◆ REQUIRED TASKS
A: Please rewrite the gut-anxiety grant summary, everything from "The long vagal" down to "the research approach.", substituting "vagus nerve" for "vagal nerve".
B: Answer these questions from the gut-anxiety grant summary:
(i) Which grant program funded the work?
(ii) How many bacterial cells make up the gut microbial system?
(iii) In the first phase, whose gut bacteria go into the mice?

◆ DOCUMENT SEGMENT

Analysis of Preclinical Anxiety due to Dysbiosis of Gut Bacteria

Sarkis K. Mazmanian, Ph.D.

California Institute of Technology, Pasadena, CA

Grant Program:

David Mahoney Neuroimaging Program

Funded in:

October 2012, for 3 years

Funding Amount:


Lay Summary

Investigators will use imaging to explore the functional connection between anxiety and microbes in the human gut

The long vagal nerve transmits signals between the brain and the gut. The evolutionally ancient gut microbial system is made up of 100 trillion bacterial cells comprised of more than 1,000 species that live in symbiosis with the human and non-human host. Evidence of signaling between gut microbiota and the brain are beginning to challenge fundamental theories of neuroscience, including the etiology of human anxiety and depression. The investigators hypothesize that alterations in gut microbial communities play a causative role in the regulation of human emotion via long-distance signaling from the gut to the brain through the vagal nerve. They will undertake a two-phase study to test this hypothesis, with the second phase contingent upon demonstrating feasibility of the research approach.

In the first phase, they will transplant gut bacteria excreted by people diagnosed with high anxiety into mice, and see whether the mice develop increased anxiety behavior and altered genes that are linked to anxiety behaviors in the mice. If this is demonstrated to be feasible, the investigators will embark on the second stage. They will use brain perfusion radiographic imaging mapping methods in the awake and unrestrained, mice to provide 3-dimensional assessments of functional activation in networks throughout the mouse brain. Investigators will determine whether these mice show exaggerated activation of emotional circuits in the brain compared to normal mice and to mice transplanted with gut bacteria from healthy (non-anxious) people. Thereafter, they will cut the vagus nerve in the “anxious” mice and determine whether the exaggerated network activation and related anxiety behaviors are abolished.

Significance: The findings could lead to advances in developing innovative pro-biotic therapies for anxiety and potentially other psychiatric disorders.

◆ DATASET
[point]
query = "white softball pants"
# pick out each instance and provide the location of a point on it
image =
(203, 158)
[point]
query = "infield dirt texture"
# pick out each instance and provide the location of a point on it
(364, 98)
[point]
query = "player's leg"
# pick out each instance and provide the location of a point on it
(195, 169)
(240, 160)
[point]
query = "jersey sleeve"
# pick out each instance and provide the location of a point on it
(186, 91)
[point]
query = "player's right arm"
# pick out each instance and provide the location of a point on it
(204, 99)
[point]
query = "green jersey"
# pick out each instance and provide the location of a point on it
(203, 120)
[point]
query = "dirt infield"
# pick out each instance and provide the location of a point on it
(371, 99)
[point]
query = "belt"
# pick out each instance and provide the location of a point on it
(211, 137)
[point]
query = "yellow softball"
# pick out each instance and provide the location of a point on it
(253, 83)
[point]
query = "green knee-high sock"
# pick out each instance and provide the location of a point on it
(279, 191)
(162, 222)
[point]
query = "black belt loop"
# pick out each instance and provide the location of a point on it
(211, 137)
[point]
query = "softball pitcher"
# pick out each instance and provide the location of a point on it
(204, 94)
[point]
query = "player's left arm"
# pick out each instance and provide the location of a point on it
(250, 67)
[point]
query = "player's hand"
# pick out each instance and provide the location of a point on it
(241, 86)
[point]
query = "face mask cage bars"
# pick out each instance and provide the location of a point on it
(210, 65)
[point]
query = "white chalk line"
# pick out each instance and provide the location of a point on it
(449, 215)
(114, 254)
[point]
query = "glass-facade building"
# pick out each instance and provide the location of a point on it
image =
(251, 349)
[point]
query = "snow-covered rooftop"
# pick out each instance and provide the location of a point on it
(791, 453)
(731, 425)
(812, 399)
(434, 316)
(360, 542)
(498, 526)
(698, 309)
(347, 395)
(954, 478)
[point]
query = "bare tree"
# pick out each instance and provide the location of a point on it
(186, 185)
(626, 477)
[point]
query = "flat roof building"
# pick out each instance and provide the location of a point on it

◆ ACTIVITY ANSWERS
A:
The long vagus nerve transmits signals between the brain and the gut. The evolutionally ancient gut microbial system is made up of 100 trillion bacterial cells comprised of more than 1,000 species that live in symbiosis with the human and non-human host. Evidence of signaling between gut microbiota and the brain are beginning to challenge fundamental theories of neuroscience, including the etiology of human anxiety and depression. The investigators hypothesize that alterations in gut microbial communities play a causative role in the regulation of human emotion via long-distance signaling from the gut to the brain through the vagus nerve. They will undertake a two-phase study to test this hypothesis, with the second phase contingent upon demonstrating feasibility of the research approach.

B:
(i) The David Mahoney Neuroimaging Program
(ii) 100 trillion
(iii) Bacteria excreted by people diagnosed with high anxiety